● **Input rows**
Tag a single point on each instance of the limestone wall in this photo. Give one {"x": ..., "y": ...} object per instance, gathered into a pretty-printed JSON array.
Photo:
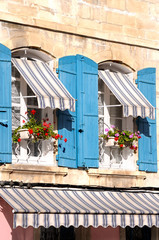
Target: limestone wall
[
  {"x": 125, "y": 30},
  {"x": 129, "y": 21}
]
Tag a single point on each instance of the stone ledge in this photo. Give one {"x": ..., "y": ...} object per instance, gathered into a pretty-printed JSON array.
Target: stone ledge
[{"x": 116, "y": 174}]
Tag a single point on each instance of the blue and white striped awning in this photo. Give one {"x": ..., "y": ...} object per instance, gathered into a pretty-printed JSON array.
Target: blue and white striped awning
[
  {"x": 133, "y": 101},
  {"x": 44, "y": 83},
  {"x": 56, "y": 207}
]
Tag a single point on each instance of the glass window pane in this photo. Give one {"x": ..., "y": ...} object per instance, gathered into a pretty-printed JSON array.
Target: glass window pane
[
  {"x": 116, "y": 122},
  {"x": 38, "y": 114},
  {"x": 115, "y": 111},
  {"x": 31, "y": 101},
  {"x": 100, "y": 99},
  {"x": 101, "y": 111},
  {"x": 15, "y": 92},
  {"x": 15, "y": 72},
  {"x": 100, "y": 85},
  {"x": 101, "y": 125},
  {"x": 15, "y": 117}
]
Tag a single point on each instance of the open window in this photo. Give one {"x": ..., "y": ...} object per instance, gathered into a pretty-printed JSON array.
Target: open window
[
  {"x": 36, "y": 89},
  {"x": 24, "y": 99},
  {"x": 111, "y": 114}
]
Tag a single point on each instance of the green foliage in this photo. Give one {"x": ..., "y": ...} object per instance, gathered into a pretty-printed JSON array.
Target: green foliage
[
  {"x": 122, "y": 138},
  {"x": 36, "y": 130}
]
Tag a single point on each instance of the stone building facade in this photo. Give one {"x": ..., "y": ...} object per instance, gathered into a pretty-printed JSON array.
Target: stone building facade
[{"x": 126, "y": 31}]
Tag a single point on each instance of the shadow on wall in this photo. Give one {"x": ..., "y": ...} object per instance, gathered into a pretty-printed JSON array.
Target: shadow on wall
[{"x": 6, "y": 225}]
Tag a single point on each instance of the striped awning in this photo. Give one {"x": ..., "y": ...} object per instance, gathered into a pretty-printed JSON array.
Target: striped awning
[
  {"x": 133, "y": 101},
  {"x": 44, "y": 83},
  {"x": 56, "y": 207}
]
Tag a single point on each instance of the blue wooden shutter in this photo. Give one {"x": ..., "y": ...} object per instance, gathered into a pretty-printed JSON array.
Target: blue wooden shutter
[
  {"x": 80, "y": 76},
  {"x": 5, "y": 105},
  {"x": 67, "y": 152},
  {"x": 148, "y": 143},
  {"x": 87, "y": 112}
]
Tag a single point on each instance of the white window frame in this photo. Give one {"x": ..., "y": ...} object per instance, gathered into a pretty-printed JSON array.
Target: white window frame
[
  {"x": 47, "y": 156},
  {"x": 114, "y": 157}
]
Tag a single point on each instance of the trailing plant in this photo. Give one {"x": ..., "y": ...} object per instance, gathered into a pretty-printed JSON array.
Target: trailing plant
[
  {"x": 36, "y": 130},
  {"x": 122, "y": 138}
]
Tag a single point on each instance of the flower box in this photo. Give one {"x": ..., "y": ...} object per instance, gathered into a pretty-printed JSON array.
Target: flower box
[
  {"x": 110, "y": 142},
  {"x": 24, "y": 134}
]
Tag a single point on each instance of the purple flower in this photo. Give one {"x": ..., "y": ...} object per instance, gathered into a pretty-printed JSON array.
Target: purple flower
[{"x": 107, "y": 130}]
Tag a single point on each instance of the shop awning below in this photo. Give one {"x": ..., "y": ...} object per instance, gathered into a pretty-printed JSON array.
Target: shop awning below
[
  {"x": 66, "y": 207},
  {"x": 133, "y": 101},
  {"x": 44, "y": 83}
]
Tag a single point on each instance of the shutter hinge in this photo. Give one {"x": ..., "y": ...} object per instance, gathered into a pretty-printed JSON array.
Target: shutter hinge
[{"x": 57, "y": 70}]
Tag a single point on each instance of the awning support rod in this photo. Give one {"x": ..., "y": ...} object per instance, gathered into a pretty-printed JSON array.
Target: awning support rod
[
  {"x": 25, "y": 97},
  {"x": 119, "y": 105}
]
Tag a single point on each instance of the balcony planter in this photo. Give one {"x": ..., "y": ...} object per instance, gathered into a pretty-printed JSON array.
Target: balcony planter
[
  {"x": 34, "y": 130},
  {"x": 110, "y": 142},
  {"x": 122, "y": 139}
]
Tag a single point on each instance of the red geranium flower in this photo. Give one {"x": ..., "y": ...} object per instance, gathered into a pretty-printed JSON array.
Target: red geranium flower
[
  {"x": 30, "y": 131},
  {"x": 33, "y": 111}
]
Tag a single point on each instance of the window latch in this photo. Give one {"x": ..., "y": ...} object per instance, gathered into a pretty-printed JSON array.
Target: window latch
[{"x": 80, "y": 130}]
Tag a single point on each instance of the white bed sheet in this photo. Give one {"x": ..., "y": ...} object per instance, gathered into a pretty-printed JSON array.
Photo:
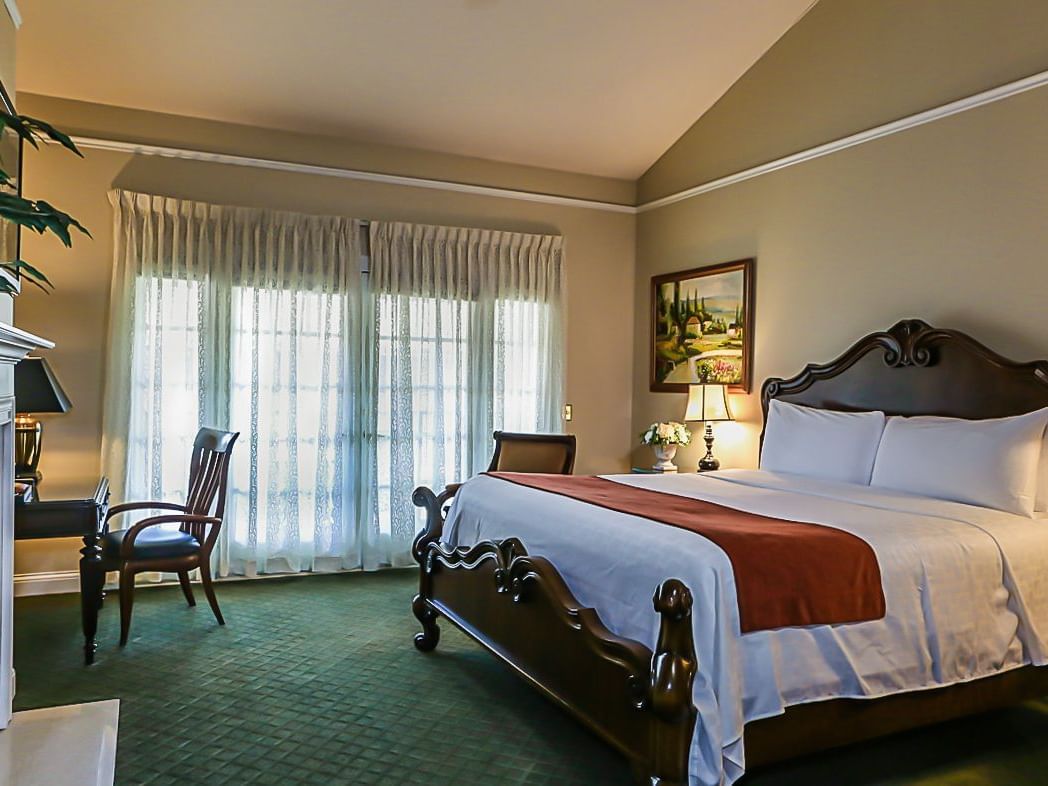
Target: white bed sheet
[{"x": 966, "y": 591}]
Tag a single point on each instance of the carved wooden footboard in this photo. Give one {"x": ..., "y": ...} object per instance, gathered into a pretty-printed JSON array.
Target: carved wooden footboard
[{"x": 519, "y": 608}]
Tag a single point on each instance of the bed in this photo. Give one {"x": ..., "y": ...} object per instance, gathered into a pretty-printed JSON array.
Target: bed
[{"x": 550, "y": 585}]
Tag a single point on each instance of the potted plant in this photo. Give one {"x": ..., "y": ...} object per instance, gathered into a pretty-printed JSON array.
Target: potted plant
[
  {"x": 36, "y": 214},
  {"x": 663, "y": 438}
]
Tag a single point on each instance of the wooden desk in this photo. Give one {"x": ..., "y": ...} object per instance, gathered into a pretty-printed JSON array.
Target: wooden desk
[{"x": 83, "y": 517}]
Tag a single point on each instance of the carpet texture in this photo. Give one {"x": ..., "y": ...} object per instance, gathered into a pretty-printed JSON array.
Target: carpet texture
[{"x": 314, "y": 681}]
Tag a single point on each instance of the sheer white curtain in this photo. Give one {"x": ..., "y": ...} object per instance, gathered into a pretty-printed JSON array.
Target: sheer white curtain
[
  {"x": 470, "y": 341},
  {"x": 349, "y": 389},
  {"x": 248, "y": 320}
]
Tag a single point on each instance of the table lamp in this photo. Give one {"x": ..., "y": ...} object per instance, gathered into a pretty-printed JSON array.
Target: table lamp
[
  {"x": 37, "y": 391},
  {"x": 707, "y": 402}
]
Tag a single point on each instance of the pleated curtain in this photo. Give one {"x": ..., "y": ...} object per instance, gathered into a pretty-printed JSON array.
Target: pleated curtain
[
  {"x": 349, "y": 388},
  {"x": 471, "y": 340}
]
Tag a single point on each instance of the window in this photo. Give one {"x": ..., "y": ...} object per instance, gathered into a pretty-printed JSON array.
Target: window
[{"x": 349, "y": 388}]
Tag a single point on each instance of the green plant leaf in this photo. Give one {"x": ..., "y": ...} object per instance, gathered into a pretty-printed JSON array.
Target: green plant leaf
[
  {"x": 33, "y": 275},
  {"x": 25, "y": 271},
  {"x": 41, "y": 129}
]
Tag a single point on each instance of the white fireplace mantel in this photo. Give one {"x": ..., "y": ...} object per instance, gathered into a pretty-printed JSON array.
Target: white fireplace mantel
[{"x": 15, "y": 345}]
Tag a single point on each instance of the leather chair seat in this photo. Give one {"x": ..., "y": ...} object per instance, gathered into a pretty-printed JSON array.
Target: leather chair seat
[{"x": 152, "y": 543}]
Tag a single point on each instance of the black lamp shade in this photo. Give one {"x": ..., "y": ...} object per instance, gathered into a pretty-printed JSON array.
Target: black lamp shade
[{"x": 37, "y": 390}]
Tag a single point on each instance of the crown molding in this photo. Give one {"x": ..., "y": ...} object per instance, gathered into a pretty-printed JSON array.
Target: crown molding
[
  {"x": 877, "y": 132},
  {"x": 14, "y": 13},
  {"x": 94, "y": 143}
]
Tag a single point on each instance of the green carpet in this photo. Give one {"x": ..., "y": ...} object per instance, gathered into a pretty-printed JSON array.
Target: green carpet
[{"x": 314, "y": 681}]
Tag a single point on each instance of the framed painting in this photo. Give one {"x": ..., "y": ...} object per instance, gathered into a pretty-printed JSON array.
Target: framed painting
[{"x": 702, "y": 327}]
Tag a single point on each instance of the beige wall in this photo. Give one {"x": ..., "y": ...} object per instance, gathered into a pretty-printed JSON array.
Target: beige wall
[
  {"x": 945, "y": 221},
  {"x": 7, "y": 51},
  {"x": 849, "y": 65},
  {"x": 7, "y": 78},
  {"x": 599, "y": 263}
]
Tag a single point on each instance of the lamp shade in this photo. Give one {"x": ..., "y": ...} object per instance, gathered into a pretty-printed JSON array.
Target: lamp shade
[
  {"x": 707, "y": 402},
  {"x": 37, "y": 390}
]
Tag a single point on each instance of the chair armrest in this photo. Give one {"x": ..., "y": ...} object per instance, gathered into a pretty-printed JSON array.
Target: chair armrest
[
  {"x": 123, "y": 508},
  {"x": 127, "y": 546}
]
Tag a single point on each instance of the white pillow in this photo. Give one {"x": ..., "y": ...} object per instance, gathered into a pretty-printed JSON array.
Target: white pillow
[
  {"x": 1041, "y": 504},
  {"x": 990, "y": 463},
  {"x": 822, "y": 443}
]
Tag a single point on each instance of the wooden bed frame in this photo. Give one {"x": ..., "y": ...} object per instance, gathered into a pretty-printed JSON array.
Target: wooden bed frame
[{"x": 518, "y": 606}]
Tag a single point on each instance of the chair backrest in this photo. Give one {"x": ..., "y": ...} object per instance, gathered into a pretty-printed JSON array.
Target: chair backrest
[
  {"x": 209, "y": 476},
  {"x": 533, "y": 453}
]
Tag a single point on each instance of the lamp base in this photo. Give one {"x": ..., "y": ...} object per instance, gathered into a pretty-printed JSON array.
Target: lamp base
[
  {"x": 28, "y": 438},
  {"x": 708, "y": 462}
]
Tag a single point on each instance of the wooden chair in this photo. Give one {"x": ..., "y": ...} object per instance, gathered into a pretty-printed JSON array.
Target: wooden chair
[
  {"x": 533, "y": 453},
  {"x": 144, "y": 547}
]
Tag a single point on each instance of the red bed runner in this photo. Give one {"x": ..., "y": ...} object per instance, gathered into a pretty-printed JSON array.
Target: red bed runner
[{"x": 786, "y": 573}]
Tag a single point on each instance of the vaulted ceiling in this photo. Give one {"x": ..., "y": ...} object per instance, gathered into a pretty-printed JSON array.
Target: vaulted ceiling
[{"x": 594, "y": 86}]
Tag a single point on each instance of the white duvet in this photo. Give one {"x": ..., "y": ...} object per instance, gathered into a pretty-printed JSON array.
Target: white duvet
[{"x": 966, "y": 591}]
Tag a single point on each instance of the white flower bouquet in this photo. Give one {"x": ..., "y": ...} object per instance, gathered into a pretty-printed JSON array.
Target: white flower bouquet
[{"x": 671, "y": 433}]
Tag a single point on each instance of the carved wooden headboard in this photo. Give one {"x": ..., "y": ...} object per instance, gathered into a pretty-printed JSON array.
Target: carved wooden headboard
[{"x": 916, "y": 369}]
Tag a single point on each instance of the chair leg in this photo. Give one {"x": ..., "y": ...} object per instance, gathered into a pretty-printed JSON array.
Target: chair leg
[
  {"x": 183, "y": 579},
  {"x": 210, "y": 591},
  {"x": 127, "y": 602}
]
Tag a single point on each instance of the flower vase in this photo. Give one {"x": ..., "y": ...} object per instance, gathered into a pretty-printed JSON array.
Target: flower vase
[{"x": 664, "y": 454}]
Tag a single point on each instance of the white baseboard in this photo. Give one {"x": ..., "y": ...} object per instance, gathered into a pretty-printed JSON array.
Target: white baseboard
[{"x": 46, "y": 584}]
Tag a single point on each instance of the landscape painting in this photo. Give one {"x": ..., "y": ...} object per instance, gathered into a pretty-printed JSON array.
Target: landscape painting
[{"x": 702, "y": 327}]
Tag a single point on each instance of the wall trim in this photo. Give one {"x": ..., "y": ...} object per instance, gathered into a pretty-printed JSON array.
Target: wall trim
[
  {"x": 14, "y": 13},
  {"x": 94, "y": 143},
  {"x": 930, "y": 115},
  {"x": 877, "y": 132},
  {"x": 46, "y": 583}
]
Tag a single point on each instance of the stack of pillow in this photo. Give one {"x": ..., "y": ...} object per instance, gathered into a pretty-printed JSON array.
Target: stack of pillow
[{"x": 996, "y": 463}]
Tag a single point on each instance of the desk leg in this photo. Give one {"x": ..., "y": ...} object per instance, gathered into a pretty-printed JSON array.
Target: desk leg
[{"x": 92, "y": 577}]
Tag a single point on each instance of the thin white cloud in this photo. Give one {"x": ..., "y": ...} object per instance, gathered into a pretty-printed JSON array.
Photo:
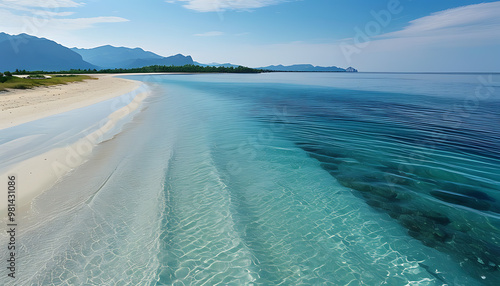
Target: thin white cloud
[
  {"x": 224, "y": 5},
  {"x": 210, "y": 34},
  {"x": 42, "y": 3},
  {"x": 479, "y": 20}
]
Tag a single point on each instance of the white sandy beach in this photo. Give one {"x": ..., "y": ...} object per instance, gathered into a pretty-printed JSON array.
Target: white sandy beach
[{"x": 40, "y": 172}]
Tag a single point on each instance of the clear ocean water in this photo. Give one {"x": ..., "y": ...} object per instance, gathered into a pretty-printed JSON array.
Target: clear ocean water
[{"x": 283, "y": 179}]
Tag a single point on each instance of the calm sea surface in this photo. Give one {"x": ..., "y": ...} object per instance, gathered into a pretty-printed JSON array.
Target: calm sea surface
[{"x": 284, "y": 179}]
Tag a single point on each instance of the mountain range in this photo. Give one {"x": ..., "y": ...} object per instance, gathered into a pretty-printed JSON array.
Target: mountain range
[
  {"x": 31, "y": 53},
  {"x": 25, "y": 52}
]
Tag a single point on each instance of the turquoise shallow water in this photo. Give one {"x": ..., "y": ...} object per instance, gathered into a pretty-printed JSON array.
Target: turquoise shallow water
[{"x": 283, "y": 179}]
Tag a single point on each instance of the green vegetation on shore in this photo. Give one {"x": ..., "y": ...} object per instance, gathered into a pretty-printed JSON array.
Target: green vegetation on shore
[
  {"x": 154, "y": 69},
  {"x": 7, "y": 80}
]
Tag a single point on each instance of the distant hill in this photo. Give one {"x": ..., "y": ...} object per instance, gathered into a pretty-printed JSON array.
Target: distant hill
[
  {"x": 25, "y": 52},
  {"x": 307, "y": 68},
  {"x": 110, "y": 57},
  {"x": 226, "y": 65}
]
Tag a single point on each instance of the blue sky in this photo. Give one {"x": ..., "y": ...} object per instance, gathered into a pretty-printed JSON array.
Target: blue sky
[{"x": 371, "y": 35}]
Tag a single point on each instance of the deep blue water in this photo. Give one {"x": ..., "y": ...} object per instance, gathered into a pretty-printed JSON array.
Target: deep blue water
[{"x": 288, "y": 179}]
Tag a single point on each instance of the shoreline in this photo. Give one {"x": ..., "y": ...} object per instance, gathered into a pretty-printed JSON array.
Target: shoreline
[
  {"x": 41, "y": 172},
  {"x": 22, "y": 106}
]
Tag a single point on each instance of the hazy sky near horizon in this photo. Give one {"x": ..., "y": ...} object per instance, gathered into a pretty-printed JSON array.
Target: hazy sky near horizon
[{"x": 370, "y": 35}]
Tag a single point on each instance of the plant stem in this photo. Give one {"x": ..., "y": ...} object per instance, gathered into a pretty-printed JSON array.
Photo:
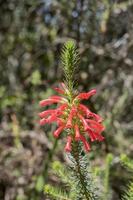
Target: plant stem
[{"x": 79, "y": 170}]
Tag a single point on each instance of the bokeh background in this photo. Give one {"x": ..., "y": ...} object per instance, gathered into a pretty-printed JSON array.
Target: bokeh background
[{"x": 31, "y": 36}]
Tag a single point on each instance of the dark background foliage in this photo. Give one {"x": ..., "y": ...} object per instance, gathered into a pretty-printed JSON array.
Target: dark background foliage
[{"x": 31, "y": 36}]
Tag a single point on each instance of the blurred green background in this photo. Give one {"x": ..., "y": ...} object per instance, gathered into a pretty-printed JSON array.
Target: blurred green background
[{"x": 31, "y": 36}]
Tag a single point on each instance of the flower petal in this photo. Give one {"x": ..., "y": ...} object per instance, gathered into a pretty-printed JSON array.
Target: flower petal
[
  {"x": 68, "y": 147},
  {"x": 57, "y": 132},
  {"x": 86, "y": 95}
]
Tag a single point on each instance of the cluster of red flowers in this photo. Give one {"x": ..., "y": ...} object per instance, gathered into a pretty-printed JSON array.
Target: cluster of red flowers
[{"x": 71, "y": 114}]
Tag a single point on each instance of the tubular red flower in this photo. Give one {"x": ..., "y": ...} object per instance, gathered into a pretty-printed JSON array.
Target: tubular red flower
[
  {"x": 68, "y": 147},
  {"x": 59, "y": 90},
  {"x": 45, "y": 113},
  {"x": 86, "y": 95},
  {"x": 43, "y": 121},
  {"x": 86, "y": 144},
  {"x": 77, "y": 133},
  {"x": 95, "y": 126},
  {"x": 69, "y": 121},
  {"x": 73, "y": 116},
  {"x": 85, "y": 125},
  {"x": 49, "y": 101},
  {"x": 58, "y": 131}
]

● **Given exercise**
Return the lines above, from the one containing "Tag a single point on each instance of the blurred" to the end, exactly as they stand.

● **The response**
Tag a single point on each instance of the blurred green background in this photo. Give one {"x": ..., "y": ...} object per instance, gathered into a pretty-printed JSON array.
Target: blurred green background
[{"x": 31, "y": 36}]
Tag a single point on each instance of the flower petal in this photo. Give one {"x": ..., "y": ...} object per instance, gathered into a pretty-printed JSON array.
Target: flower petal
[
  {"x": 68, "y": 147},
  {"x": 57, "y": 132},
  {"x": 86, "y": 95}
]
Tag a single point on each instance of the cluster of red flowers in this photo. Give one {"x": ..., "y": ...} object per instance, gathered into a pretty-printed JSON array.
Target: cluster of red flowers
[{"x": 71, "y": 114}]
Tag a single point on each instance of the tubular red flower in this photo. Give one {"x": ..., "y": ...} object per instance, gathered into a pretty-printed JSON array.
Target: tubular red flower
[
  {"x": 68, "y": 147},
  {"x": 59, "y": 90},
  {"x": 45, "y": 113},
  {"x": 86, "y": 95},
  {"x": 43, "y": 121},
  {"x": 86, "y": 144},
  {"x": 77, "y": 133},
  {"x": 95, "y": 126},
  {"x": 69, "y": 121},
  {"x": 73, "y": 116},
  {"x": 85, "y": 125},
  {"x": 49, "y": 101},
  {"x": 58, "y": 131}
]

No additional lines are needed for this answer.